## Work to be completed
Take the rows from the line containing "ribbon bow, in" through the end of the rows, swap every "red ribbon bow" for "crimson ribbon bow", and write out only those lines with nothing else changed.

[Excerpts from point annotation data]
▼
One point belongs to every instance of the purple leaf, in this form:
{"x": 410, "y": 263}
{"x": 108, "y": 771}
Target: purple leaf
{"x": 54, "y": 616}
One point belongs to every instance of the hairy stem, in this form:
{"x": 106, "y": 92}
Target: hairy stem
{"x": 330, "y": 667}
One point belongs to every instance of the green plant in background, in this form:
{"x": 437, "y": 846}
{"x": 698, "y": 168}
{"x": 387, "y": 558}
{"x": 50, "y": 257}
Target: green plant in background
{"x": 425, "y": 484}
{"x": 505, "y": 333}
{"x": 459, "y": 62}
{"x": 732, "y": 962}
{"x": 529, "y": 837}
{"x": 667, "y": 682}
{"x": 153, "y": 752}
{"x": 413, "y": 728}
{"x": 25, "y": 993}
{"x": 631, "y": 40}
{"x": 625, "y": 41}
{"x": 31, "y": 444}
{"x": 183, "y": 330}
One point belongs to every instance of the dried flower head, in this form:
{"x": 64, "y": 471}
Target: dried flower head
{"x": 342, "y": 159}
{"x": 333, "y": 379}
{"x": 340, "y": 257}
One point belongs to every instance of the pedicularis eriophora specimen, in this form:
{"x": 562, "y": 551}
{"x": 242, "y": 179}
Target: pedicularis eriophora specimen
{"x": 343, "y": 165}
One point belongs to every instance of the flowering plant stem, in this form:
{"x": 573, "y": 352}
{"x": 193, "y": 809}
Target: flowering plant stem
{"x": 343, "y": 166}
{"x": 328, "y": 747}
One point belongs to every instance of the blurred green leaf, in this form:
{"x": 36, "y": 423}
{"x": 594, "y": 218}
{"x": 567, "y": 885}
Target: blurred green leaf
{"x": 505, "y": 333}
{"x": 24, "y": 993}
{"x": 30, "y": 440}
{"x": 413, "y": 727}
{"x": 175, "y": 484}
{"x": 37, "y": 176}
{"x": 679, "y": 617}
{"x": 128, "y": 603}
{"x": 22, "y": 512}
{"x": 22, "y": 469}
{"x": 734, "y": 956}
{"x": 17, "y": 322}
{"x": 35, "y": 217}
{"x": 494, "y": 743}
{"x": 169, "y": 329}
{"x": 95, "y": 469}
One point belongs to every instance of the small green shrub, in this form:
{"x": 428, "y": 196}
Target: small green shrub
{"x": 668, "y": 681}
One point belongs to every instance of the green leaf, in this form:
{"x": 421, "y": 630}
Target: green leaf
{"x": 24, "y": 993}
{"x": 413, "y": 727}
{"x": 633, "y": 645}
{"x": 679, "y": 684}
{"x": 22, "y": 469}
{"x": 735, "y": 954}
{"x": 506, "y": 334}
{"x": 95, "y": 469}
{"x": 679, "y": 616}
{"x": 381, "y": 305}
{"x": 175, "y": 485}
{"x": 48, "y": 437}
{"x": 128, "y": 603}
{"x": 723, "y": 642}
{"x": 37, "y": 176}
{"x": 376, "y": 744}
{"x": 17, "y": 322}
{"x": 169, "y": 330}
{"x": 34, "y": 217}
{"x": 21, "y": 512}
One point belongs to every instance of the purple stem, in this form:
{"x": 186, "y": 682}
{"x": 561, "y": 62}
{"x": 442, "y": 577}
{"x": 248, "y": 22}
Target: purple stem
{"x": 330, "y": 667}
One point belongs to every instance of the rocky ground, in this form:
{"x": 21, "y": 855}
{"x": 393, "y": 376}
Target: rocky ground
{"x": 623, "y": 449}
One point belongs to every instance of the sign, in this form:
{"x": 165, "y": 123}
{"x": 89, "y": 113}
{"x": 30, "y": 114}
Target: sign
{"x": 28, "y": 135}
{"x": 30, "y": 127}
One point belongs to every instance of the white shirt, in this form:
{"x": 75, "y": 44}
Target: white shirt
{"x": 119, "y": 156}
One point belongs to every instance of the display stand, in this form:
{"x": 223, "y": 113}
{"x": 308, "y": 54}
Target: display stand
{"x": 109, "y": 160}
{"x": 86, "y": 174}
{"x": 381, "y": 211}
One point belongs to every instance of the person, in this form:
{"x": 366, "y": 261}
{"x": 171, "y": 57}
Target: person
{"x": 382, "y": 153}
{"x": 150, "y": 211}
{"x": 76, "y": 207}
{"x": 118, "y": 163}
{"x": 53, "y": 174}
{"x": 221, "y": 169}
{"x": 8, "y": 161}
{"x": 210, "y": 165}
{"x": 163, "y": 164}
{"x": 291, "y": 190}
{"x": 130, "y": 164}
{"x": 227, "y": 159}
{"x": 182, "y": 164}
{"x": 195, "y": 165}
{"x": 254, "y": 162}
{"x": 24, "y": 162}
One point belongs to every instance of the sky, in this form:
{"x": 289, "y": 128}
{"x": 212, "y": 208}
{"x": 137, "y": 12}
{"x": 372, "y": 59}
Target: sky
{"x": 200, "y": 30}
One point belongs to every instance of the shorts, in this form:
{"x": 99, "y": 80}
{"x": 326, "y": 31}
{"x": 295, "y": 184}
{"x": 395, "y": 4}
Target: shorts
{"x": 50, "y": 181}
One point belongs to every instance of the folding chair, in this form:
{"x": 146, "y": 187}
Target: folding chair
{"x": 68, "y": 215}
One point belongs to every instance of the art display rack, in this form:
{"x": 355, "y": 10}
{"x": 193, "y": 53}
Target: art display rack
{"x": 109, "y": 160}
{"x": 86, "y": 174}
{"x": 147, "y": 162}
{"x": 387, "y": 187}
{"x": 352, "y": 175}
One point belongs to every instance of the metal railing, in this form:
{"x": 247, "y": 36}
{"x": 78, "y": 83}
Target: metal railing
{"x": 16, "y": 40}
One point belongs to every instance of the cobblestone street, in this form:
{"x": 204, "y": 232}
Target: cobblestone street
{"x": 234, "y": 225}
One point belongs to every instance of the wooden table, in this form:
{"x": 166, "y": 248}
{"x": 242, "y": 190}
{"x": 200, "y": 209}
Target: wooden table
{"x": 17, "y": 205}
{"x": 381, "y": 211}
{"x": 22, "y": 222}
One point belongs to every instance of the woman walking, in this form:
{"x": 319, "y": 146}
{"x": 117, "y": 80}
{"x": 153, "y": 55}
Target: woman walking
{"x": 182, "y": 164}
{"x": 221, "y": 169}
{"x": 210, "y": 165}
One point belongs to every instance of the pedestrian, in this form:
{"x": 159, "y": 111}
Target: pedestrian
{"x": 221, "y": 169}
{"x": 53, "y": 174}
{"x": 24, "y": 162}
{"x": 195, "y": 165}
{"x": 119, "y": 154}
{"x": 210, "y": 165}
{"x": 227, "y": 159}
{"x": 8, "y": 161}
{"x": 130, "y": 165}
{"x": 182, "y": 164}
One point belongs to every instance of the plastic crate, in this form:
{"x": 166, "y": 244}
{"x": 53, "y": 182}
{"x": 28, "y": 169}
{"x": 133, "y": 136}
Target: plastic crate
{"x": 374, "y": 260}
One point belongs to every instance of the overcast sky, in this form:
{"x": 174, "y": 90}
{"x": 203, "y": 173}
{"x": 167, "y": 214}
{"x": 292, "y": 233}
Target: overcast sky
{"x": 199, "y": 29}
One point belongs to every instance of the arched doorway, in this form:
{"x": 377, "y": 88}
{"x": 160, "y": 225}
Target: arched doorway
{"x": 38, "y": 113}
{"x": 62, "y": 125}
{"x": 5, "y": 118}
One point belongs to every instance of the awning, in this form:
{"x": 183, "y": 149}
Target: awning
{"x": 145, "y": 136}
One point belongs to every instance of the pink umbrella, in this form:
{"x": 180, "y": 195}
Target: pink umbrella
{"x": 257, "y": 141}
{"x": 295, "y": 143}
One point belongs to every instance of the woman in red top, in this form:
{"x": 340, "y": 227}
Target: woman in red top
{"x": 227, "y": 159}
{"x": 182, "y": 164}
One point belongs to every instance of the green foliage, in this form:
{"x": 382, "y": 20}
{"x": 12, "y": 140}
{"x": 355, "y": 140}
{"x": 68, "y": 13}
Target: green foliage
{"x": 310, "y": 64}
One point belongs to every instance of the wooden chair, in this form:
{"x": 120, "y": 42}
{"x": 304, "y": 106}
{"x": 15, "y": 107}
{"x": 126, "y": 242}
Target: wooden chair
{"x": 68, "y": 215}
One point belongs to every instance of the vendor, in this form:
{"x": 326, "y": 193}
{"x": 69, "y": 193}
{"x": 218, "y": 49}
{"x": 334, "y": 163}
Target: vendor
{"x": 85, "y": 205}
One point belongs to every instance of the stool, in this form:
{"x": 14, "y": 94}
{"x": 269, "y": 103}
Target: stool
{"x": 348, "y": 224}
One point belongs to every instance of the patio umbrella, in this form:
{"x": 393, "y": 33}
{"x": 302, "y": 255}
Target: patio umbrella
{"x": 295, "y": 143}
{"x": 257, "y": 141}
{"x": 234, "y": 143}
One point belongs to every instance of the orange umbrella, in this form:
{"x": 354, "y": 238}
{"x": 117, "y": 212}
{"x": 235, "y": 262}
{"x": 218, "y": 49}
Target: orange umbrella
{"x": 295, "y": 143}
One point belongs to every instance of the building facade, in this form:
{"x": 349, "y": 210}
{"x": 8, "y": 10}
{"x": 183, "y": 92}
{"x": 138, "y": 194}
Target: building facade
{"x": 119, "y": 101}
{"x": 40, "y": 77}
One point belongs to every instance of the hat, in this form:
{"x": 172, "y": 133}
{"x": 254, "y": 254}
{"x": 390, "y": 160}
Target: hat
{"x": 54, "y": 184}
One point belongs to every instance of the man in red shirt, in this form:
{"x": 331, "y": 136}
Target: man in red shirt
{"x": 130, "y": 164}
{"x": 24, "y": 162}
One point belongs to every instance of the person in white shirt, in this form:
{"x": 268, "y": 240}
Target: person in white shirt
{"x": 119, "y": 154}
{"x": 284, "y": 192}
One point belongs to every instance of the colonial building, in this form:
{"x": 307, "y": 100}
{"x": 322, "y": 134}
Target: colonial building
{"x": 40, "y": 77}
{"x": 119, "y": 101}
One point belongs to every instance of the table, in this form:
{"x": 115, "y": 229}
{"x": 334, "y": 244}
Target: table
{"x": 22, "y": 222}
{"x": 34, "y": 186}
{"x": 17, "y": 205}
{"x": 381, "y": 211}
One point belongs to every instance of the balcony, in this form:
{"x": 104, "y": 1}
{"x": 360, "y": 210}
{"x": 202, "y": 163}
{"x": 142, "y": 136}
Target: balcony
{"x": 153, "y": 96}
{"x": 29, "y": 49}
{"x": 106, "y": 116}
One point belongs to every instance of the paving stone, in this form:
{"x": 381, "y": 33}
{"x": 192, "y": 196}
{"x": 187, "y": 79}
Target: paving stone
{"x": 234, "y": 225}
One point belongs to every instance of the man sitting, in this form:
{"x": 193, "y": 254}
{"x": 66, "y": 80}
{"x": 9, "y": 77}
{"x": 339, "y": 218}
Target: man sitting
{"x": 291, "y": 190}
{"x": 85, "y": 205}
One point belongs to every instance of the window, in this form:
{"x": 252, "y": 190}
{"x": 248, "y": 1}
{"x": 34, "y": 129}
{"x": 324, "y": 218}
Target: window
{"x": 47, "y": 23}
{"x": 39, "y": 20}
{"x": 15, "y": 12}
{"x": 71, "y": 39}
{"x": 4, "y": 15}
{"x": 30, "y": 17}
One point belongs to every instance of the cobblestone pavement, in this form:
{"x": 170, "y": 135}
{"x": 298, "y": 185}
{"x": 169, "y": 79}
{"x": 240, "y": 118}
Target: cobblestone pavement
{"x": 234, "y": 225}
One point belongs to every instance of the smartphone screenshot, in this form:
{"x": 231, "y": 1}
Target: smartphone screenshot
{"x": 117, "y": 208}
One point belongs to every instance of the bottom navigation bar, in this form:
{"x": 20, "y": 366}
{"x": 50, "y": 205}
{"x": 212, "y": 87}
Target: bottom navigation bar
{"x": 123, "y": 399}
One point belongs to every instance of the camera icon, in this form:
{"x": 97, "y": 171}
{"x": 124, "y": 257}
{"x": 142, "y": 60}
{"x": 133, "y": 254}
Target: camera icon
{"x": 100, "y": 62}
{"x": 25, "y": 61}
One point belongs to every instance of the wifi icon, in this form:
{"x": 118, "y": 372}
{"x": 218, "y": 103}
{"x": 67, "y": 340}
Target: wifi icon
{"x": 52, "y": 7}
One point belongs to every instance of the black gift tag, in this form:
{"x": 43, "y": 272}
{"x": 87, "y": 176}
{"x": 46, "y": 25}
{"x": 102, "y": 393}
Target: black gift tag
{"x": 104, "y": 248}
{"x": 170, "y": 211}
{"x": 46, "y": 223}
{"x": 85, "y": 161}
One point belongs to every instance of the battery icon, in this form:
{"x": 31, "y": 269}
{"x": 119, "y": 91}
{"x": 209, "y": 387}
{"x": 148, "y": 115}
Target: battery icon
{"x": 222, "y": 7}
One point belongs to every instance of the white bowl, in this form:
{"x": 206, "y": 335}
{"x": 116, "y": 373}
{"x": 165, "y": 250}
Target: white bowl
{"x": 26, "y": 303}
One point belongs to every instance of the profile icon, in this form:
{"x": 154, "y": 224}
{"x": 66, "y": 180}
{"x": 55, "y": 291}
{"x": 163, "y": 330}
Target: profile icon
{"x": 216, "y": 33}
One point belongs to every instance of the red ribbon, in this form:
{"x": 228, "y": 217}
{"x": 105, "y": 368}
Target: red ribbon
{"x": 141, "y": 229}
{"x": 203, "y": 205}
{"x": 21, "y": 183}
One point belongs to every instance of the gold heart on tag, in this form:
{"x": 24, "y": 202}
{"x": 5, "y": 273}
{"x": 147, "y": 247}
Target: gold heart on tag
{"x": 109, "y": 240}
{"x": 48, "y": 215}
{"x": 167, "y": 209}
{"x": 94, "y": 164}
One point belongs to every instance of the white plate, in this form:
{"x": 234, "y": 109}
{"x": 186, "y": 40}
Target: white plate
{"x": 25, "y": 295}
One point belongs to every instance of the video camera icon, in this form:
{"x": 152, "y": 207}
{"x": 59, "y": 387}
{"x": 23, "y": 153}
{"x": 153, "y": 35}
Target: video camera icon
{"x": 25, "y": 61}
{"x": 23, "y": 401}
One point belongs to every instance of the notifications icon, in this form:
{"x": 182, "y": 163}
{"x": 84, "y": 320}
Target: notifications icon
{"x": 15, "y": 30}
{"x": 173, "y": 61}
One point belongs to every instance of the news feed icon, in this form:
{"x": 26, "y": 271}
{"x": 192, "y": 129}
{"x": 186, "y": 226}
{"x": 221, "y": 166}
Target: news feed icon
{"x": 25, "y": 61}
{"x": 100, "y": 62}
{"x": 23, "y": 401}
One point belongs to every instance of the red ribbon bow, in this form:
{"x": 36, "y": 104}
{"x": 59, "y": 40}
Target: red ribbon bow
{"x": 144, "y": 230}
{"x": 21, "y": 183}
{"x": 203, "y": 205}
▲
## The response
One point belongs to every instance of the crimson ribbon bow, in this form:
{"x": 36, "y": 104}
{"x": 59, "y": 40}
Target: crimson ribbon bow
{"x": 144, "y": 230}
{"x": 21, "y": 183}
{"x": 203, "y": 205}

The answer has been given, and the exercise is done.